* **WORK REQUEST**
Reproduce without change the lines in the material below that run from the one with "look for senior" to the end, and nothing more.

# # # # # # #

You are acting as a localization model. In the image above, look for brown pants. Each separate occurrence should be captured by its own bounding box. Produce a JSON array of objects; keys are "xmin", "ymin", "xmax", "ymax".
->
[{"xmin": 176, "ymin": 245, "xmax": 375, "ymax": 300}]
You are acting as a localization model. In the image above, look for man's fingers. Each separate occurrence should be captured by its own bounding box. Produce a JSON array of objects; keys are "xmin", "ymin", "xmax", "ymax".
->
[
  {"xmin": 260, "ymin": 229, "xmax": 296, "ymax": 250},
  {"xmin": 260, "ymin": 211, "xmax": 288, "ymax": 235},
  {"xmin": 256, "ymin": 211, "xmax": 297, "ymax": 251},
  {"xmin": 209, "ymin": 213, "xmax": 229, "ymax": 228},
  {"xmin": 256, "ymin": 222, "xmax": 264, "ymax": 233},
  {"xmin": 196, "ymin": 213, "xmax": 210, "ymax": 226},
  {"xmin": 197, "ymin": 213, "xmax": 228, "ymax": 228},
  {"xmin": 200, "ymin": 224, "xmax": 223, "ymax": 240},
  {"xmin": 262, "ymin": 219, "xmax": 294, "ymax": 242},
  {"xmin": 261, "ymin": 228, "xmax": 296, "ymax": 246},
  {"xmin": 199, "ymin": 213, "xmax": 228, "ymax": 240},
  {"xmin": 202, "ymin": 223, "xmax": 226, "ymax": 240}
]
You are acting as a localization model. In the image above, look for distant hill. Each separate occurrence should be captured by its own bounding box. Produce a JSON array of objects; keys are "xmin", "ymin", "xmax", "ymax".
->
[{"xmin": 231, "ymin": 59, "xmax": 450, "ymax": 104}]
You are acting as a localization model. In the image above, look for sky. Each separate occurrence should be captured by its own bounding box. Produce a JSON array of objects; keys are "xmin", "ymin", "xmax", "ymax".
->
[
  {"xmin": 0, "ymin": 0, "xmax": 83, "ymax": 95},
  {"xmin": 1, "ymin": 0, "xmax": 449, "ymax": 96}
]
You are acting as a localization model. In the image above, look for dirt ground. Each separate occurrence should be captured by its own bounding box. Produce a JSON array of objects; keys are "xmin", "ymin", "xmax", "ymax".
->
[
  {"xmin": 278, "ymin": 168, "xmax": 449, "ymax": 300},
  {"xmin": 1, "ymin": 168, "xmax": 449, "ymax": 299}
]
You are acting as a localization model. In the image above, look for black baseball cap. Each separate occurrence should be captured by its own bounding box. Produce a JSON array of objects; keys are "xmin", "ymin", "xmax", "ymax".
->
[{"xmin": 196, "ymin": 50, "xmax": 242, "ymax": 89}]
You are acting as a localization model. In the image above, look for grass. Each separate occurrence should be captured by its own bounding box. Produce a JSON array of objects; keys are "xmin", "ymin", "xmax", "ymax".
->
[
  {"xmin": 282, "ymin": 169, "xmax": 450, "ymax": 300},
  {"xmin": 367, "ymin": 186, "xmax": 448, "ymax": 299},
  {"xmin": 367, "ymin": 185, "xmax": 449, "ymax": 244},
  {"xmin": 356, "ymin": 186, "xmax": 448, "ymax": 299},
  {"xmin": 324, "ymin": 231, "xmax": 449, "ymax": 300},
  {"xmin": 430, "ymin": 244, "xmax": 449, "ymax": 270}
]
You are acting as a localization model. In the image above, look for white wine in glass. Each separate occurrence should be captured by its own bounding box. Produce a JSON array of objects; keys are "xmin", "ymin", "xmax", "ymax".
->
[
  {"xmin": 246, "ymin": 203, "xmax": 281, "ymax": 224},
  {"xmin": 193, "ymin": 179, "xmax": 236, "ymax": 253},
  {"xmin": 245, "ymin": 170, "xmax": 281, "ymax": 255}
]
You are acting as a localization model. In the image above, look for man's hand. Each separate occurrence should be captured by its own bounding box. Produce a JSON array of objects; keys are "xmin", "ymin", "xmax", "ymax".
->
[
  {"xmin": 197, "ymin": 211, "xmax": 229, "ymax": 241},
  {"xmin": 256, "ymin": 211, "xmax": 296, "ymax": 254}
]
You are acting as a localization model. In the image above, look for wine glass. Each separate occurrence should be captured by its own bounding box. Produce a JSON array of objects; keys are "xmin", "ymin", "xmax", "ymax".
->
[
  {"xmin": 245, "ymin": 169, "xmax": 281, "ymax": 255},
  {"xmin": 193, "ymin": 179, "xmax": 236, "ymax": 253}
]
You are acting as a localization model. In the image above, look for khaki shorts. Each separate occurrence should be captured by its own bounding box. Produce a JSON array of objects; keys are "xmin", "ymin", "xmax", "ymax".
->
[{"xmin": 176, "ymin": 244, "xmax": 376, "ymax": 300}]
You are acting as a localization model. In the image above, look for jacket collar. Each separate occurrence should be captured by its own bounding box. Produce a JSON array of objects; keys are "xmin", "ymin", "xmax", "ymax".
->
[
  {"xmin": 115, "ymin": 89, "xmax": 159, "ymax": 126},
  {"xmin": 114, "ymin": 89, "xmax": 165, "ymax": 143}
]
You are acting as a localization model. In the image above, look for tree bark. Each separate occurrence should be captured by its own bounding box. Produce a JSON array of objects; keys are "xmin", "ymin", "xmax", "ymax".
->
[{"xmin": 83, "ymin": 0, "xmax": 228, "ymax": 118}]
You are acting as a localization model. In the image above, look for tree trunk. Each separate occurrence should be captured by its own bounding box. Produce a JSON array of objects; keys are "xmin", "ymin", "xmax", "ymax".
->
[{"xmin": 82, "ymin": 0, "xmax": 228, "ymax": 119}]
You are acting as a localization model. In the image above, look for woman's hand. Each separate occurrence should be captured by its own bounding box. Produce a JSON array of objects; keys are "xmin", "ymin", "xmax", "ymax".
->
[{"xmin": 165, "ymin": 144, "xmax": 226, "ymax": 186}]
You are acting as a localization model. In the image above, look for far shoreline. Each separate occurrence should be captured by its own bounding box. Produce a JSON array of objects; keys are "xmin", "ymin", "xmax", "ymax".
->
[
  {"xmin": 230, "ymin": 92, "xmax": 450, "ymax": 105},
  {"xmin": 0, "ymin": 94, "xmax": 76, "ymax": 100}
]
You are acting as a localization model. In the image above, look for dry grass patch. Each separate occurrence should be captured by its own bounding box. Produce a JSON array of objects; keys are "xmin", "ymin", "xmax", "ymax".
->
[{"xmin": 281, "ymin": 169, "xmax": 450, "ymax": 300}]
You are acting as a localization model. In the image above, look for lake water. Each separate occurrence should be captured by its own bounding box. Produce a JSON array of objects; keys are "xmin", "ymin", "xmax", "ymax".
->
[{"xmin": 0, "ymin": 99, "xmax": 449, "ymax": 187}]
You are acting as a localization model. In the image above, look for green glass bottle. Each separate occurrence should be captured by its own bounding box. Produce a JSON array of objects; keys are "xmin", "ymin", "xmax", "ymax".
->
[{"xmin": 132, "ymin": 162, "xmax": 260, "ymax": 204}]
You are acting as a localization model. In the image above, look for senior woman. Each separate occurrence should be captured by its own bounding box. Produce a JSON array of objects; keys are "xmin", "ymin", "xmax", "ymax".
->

# # # # # # #

* **REPLY TO THE TASK**
You are acting as a localization model. In the image above, look for senior woman. Each separate occurrence should be captured by its own bounding box. Produce a JSON array of objects; keys are "xmin", "ymin", "xmax", "ymax".
->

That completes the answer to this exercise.